◆ **Your instructions**
Exactly reproduce the lines from the one holding "One dot per instance of the green leaf" through the final line of the listing below, with both ends included and nothing else.

::: Listed records :::

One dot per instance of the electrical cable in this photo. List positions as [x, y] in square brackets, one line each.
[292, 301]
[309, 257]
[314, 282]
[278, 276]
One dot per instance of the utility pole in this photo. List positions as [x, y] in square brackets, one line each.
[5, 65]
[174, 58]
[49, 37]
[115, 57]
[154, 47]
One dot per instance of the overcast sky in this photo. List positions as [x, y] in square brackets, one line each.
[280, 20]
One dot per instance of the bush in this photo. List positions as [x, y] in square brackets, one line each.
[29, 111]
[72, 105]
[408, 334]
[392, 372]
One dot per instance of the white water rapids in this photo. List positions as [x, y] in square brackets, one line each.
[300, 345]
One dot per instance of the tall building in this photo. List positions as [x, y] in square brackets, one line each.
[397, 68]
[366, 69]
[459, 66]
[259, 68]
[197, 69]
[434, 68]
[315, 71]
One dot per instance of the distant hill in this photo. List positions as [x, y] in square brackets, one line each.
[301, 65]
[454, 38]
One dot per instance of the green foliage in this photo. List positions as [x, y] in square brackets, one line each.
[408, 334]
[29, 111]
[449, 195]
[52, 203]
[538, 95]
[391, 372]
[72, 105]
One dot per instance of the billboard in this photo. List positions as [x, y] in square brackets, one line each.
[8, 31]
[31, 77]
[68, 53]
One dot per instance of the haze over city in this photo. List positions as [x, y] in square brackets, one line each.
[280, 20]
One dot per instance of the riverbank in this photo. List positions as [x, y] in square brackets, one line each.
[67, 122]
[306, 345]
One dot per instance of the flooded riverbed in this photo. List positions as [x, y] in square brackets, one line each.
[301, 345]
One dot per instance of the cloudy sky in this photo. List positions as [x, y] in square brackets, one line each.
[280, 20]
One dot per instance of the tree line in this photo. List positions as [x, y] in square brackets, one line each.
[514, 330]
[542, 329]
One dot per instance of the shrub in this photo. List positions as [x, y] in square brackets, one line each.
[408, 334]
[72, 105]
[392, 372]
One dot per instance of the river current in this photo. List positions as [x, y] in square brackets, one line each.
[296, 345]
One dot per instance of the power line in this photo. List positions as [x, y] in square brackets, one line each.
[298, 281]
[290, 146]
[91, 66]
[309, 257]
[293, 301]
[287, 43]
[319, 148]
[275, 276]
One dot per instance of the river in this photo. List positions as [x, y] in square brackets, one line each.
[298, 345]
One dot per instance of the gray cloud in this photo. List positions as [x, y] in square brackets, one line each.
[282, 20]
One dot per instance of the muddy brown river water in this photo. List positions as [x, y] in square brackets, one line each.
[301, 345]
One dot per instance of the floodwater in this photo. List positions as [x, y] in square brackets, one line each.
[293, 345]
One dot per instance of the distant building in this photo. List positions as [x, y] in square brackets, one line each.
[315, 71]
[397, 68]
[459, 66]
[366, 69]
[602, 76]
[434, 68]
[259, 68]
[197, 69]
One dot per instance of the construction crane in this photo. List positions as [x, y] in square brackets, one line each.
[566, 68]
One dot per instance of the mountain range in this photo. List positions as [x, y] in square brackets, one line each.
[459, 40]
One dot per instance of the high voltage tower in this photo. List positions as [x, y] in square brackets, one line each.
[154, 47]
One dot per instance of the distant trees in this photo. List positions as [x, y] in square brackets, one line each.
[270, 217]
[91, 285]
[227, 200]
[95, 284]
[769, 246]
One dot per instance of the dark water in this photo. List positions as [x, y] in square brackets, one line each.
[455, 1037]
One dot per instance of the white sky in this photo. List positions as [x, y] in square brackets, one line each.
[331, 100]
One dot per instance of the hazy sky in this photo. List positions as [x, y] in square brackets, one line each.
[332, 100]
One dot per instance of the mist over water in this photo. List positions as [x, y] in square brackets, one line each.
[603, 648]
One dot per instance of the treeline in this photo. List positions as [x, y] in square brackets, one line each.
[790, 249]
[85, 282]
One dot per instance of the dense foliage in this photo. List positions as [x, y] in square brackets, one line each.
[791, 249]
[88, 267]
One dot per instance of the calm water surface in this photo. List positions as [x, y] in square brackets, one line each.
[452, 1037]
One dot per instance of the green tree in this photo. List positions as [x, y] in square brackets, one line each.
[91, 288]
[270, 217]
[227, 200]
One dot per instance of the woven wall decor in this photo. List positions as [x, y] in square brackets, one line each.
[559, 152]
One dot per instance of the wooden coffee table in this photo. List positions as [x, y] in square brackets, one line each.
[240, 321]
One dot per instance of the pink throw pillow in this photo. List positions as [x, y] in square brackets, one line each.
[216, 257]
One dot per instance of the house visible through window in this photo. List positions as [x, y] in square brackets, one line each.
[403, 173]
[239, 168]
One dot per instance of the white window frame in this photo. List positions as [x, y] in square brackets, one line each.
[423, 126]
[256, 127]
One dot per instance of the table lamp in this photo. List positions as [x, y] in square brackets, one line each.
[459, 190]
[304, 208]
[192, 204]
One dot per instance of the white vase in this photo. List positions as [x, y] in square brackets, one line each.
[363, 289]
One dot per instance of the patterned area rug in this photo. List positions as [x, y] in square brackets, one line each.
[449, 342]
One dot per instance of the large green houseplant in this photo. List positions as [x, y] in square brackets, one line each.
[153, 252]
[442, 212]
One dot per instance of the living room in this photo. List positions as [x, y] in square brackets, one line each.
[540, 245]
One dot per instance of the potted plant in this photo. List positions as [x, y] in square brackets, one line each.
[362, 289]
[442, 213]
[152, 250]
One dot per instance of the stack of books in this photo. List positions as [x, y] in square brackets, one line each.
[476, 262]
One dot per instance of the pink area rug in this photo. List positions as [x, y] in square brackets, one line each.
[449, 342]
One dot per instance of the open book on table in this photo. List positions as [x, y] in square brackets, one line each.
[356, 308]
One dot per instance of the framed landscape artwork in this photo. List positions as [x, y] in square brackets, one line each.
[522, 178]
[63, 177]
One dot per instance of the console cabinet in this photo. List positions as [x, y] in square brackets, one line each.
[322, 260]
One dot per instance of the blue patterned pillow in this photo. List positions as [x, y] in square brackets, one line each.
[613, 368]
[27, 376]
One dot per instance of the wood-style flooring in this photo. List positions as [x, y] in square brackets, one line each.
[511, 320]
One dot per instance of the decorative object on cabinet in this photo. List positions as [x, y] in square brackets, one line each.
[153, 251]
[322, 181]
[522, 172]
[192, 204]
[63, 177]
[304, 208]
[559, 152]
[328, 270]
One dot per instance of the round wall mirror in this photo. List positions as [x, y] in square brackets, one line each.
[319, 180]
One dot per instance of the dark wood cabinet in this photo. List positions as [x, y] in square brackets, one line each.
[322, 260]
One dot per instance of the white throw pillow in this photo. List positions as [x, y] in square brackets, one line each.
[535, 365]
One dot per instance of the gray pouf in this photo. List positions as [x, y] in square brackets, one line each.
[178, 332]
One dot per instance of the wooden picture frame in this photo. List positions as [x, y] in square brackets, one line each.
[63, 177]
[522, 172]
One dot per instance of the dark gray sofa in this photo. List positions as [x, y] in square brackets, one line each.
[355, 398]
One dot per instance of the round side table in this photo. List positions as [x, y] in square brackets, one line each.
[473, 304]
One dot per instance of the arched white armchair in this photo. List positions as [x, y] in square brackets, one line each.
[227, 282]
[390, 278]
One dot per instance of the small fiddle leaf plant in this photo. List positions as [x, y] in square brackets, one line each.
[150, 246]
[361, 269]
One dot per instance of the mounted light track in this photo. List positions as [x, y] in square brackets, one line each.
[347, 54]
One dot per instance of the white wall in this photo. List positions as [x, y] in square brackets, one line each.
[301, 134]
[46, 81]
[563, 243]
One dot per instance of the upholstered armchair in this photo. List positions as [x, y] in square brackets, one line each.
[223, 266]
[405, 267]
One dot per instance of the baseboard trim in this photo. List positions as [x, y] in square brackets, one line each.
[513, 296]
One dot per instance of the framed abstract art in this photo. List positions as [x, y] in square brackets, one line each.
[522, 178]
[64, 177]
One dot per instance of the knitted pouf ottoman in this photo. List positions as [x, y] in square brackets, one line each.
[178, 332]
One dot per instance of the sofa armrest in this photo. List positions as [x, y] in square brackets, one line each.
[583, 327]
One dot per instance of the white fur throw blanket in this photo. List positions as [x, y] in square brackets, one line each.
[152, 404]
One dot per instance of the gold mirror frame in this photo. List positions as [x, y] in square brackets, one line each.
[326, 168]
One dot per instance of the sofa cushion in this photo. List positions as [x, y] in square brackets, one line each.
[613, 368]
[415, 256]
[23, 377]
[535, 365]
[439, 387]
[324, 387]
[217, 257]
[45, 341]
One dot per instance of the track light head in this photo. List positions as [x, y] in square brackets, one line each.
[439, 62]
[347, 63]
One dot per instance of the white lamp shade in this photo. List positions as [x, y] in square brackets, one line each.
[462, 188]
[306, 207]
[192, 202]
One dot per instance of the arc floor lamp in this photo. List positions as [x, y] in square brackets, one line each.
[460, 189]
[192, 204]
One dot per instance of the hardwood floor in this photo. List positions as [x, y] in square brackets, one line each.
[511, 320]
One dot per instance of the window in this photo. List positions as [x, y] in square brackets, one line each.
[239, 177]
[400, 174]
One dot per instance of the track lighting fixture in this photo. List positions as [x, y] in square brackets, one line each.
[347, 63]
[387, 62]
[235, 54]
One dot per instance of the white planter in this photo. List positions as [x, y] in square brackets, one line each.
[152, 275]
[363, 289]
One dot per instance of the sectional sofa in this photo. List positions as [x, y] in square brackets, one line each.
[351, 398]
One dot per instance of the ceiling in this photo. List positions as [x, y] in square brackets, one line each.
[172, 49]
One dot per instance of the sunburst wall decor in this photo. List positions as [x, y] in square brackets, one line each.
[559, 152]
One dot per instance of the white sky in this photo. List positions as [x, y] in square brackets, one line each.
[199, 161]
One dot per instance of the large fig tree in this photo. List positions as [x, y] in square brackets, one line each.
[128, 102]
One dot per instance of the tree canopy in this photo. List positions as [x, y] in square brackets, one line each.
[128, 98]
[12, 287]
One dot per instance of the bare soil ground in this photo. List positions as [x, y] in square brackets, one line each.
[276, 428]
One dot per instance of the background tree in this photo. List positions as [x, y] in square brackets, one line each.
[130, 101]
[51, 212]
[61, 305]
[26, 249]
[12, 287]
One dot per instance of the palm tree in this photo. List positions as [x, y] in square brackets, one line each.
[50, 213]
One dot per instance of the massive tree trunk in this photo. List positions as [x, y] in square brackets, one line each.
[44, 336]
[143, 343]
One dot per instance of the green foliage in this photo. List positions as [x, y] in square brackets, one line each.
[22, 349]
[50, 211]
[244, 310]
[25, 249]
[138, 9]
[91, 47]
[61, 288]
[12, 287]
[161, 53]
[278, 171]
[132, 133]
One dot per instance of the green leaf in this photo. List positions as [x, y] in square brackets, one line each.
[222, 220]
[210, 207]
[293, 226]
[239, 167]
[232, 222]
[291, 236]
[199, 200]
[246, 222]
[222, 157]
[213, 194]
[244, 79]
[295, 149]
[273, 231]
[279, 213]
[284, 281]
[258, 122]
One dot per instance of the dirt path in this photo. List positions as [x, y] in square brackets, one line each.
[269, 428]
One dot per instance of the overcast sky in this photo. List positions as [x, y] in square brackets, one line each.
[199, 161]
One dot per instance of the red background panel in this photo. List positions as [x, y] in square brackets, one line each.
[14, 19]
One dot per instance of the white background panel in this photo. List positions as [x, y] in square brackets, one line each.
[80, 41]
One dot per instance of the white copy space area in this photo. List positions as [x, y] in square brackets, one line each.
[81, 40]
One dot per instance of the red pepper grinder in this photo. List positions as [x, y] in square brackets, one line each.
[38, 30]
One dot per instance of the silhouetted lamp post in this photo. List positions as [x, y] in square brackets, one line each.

:::

◆ **Result below**
One dot per instance of the green leaf in this photo. List positions as [x, y] in square brackets, one line each.
[222, 220]
[210, 207]
[293, 226]
[239, 167]
[232, 222]
[291, 236]
[199, 200]
[246, 222]
[222, 157]
[213, 194]
[244, 79]
[295, 149]
[273, 231]
[279, 213]
[284, 281]
[258, 122]
One dot per instance of the dirt path in this photo. List positions as [x, y] in square brackets, one line each.
[269, 428]
One dot per instance of the overcast sky in this photo. List positions as [x, y] in square brackets, one line each.
[199, 161]
One dot per instance of the red background panel in this photo. List positions as [x, y] in square brackets, one line each.
[14, 19]
One dot per instance of the white background panel in this photo. List positions as [x, y] in square brackets, one line each.
[80, 41]
One dot per instance of the white copy space area in this photo. List positions as [x, y] in square brackets, one line each.
[81, 40]
One dot per instance of the red pepper grinder in this photo. List positions as [x, y] in square brackets, one line each.
[38, 30]
One dot per instance of the silhouetted lamp post in this photo. List positions as [x, y] in square brackets, one line each.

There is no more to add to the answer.